#### [What you need to do]
Please retype the records below exactly as they appear, but leave out the pictures.

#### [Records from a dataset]
________
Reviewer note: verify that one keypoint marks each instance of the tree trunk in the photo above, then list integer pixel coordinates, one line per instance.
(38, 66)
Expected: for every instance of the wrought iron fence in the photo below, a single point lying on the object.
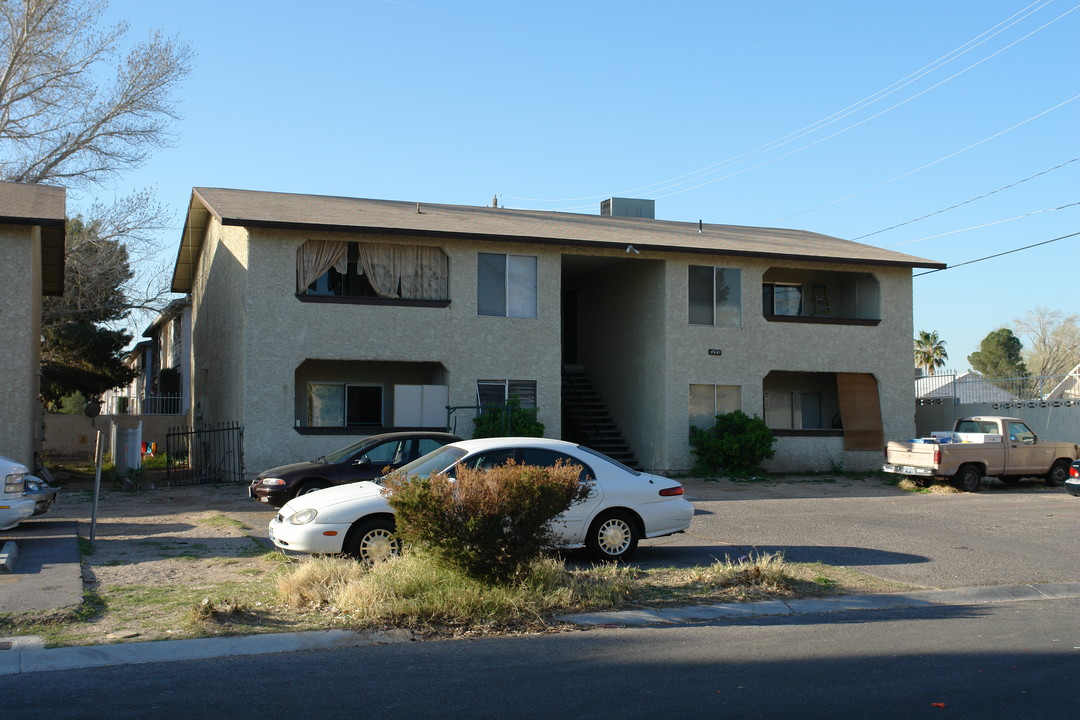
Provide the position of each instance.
(205, 454)
(146, 405)
(966, 388)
________
#### [Answer to this problem]
Reviewer note: verify that one keypoint marks each instance of the tree trunk in the photo above, then list integer pixel coordinates, one line per instance.
(38, 66)
Expected: for every instance of the wrought iron fence in the photo below, a single point lying on the object.
Provide the position of each instance.
(205, 454)
(146, 405)
(966, 388)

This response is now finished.